• Point localization data:
────

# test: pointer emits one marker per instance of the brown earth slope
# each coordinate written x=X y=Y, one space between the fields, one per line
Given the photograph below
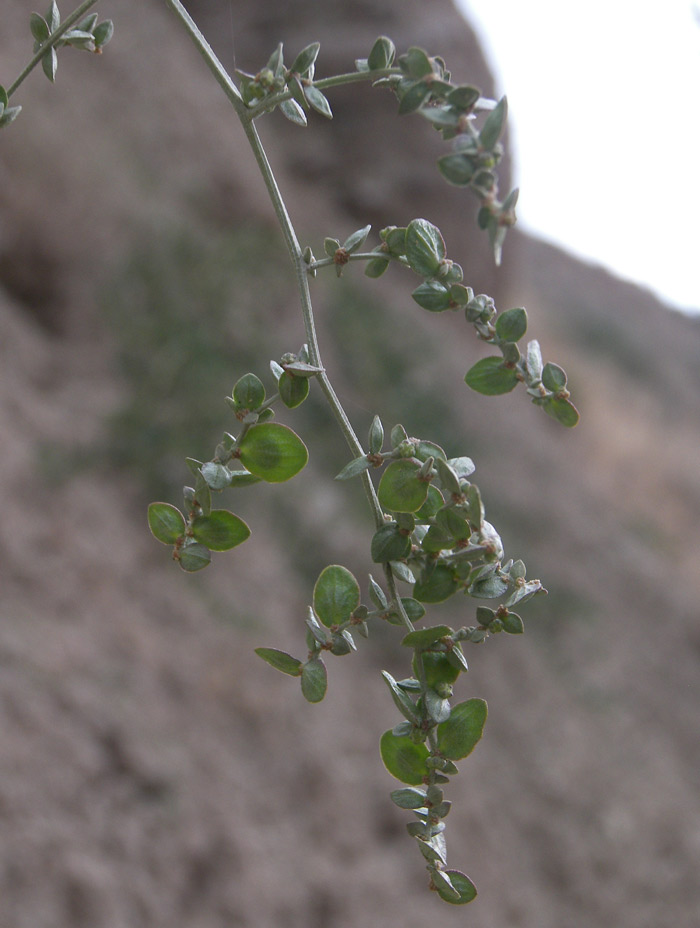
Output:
x=153 y=772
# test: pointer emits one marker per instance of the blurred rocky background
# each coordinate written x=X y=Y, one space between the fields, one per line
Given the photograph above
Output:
x=153 y=772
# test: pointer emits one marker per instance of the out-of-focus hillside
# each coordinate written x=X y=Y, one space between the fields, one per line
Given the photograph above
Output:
x=153 y=772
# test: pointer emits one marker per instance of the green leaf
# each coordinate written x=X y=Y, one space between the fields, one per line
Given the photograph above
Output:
x=272 y=452
x=437 y=706
x=533 y=361
x=490 y=377
x=562 y=410
x=376 y=267
x=440 y=585
x=511 y=325
x=330 y=246
x=220 y=530
x=103 y=33
x=276 y=60
x=249 y=392
x=280 y=660
x=415 y=63
x=53 y=17
x=314 y=680
x=336 y=595
x=382 y=54
x=459 y=882
x=88 y=24
x=306 y=58
x=293 y=112
x=409 y=798
x=463 y=97
x=413 y=97
x=293 y=390
x=354 y=467
x=425 y=247
x=302 y=369
x=217 y=476
x=459 y=735
x=414 y=610
x=433 y=502
x=554 y=377
x=437 y=668
x=433 y=296
x=426 y=636
x=166 y=522
x=404 y=759
x=39 y=27
x=400 y=488
x=49 y=64
x=513 y=624
x=389 y=544
x=9 y=115
x=442 y=883
x=457 y=169
x=494 y=124
x=194 y=557
x=376 y=436
x=318 y=101
x=403 y=703
x=355 y=241
x=488 y=588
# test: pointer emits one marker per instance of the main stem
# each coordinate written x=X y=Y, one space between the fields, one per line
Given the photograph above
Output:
x=290 y=237
x=50 y=42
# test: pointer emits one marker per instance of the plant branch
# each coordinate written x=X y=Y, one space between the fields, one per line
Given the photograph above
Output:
x=50 y=42
x=206 y=51
x=290 y=237
x=359 y=256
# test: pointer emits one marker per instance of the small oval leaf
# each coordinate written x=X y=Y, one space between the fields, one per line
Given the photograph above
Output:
x=459 y=735
x=389 y=544
x=293 y=390
x=439 y=586
x=272 y=452
x=220 y=530
x=194 y=557
x=314 y=680
x=425 y=247
x=462 y=884
x=280 y=660
x=336 y=595
x=404 y=759
x=490 y=377
x=512 y=324
x=562 y=410
x=400 y=488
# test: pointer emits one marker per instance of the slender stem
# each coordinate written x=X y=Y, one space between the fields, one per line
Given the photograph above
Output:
x=50 y=42
x=359 y=256
x=206 y=51
x=326 y=83
x=290 y=237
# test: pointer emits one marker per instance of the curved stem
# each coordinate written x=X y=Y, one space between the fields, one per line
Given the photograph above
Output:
x=359 y=256
x=50 y=42
x=206 y=51
x=326 y=83
x=290 y=238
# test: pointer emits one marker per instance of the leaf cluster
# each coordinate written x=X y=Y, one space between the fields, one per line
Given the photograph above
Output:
x=88 y=35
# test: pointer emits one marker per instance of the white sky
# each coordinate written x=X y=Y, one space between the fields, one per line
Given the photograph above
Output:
x=605 y=126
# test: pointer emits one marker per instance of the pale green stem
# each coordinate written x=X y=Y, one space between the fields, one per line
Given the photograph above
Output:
x=50 y=42
x=295 y=252
x=206 y=51
x=326 y=83
x=358 y=256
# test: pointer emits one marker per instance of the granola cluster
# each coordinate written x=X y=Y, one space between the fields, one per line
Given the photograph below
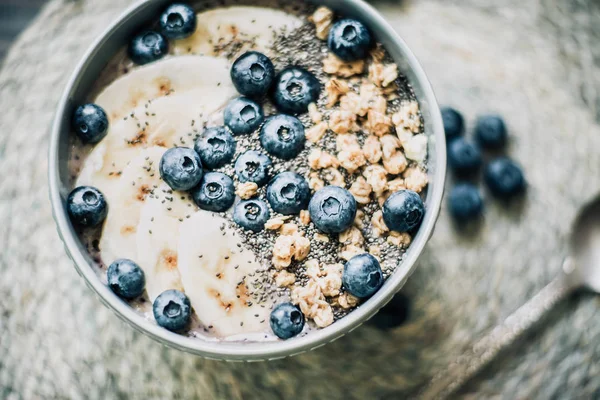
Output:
x=362 y=137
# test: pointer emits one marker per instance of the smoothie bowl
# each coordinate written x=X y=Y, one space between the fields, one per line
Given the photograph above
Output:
x=243 y=180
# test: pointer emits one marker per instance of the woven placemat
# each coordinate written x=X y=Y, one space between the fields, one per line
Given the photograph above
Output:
x=534 y=62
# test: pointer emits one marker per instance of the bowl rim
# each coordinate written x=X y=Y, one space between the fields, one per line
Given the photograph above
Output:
x=253 y=351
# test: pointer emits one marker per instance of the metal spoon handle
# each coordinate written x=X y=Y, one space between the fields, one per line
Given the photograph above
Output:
x=457 y=373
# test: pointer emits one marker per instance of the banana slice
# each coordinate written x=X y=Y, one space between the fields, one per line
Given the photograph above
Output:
x=125 y=200
x=166 y=121
x=219 y=276
x=156 y=241
x=250 y=27
x=168 y=77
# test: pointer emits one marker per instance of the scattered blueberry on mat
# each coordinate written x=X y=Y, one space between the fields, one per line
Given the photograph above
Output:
x=181 y=168
x=454 y=123
x=463 y=157
x=90 y=123
x=504 y=178
x=403 y=211
x=147 y=47
x=251 y=214
x=253 y=166
x=282 y=136
x=288 y=193
x=178 y=21
x=126 y=278
x=350 y=40
x=172 y=310
x=332 y=209
x=243 y=116
x=216 y=147
x=362 y=275
x=490 y=132
x=86 y=206
x=465 y=202
x=252 y=74
x=286 y=320
x=294 y=89
x=215 y=192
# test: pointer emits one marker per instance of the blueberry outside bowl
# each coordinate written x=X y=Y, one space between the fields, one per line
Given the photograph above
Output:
x=114 y=38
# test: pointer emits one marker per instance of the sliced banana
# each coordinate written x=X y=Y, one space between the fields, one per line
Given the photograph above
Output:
x=166 y=121
x=170 y=76
x=252 y=27
x=125 y=200
x=219 y=276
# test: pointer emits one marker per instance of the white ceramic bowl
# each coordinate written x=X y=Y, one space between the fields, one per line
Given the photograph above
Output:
x=115 y=37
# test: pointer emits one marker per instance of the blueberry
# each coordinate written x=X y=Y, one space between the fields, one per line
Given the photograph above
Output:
x=403 y=211
x=252 y=74
x=215 y=192
x=172 y=310
x=126 y=278
x=282 y=136
x=178 y=21
x=465 y=202
x=463 y=157
x=362 y=275
x=181 y=168
x=243 y=116
x=286 y=320
x=490 y=132
x=504 y=178
x=294 y=89
x=393 y=314
x=454 y=124
x=216 y=147
x=350 y=40
x=147 y=47
x=90 y=123
x=251 y=214
x=253 y=166
x=332 y=209
x=86 y=206
x=288 y=193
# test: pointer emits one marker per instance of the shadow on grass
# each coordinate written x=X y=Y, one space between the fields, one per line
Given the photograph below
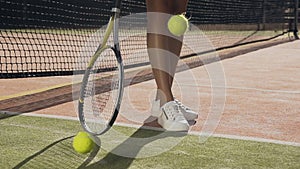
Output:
x=122 y=156
x=59 y=154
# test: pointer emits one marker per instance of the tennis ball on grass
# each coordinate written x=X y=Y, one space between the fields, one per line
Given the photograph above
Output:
x=178 y=24
x=82 y=143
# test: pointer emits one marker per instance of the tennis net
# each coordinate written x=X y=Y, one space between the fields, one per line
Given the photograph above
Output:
x=46 y=37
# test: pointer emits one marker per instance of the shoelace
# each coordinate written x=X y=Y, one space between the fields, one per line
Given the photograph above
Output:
x=181 y=105
x=175 y=113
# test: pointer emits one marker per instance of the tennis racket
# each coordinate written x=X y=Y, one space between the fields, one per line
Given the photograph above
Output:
x=102 y=85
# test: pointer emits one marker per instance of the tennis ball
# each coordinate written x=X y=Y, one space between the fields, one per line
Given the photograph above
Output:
x=82 y=143
x=178 y=24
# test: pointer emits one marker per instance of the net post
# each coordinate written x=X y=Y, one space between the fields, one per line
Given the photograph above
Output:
x=296 y=11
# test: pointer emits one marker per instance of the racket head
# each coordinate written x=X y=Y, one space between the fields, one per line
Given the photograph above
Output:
x=101 y=92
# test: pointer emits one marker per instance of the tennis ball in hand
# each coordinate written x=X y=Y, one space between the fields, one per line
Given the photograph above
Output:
x=178 y=24
x=82 y=143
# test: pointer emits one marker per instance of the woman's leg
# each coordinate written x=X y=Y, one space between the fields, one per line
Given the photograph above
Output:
x=163 y=50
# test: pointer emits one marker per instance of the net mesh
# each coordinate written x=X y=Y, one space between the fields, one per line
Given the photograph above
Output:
x=46 y=37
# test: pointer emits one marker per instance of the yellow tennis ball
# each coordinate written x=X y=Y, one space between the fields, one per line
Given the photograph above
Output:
x=178 y=24
x=82 y=143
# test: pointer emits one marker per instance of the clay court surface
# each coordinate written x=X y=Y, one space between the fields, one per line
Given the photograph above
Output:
x=258 y=94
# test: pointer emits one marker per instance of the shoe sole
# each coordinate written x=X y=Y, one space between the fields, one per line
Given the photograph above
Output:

────

• Activity:
Filter the records above down to the lines that hold the string "ball".

• Task output:
# test: pointer emits one marker per instance of the tennis ball on grass
# test: pointer emits one marker per instance of the tennis ball
# test: pointer emits one marker per instance of the tennis ball in hand
# test: pointer emits one marker per instance of the yellow tennis ball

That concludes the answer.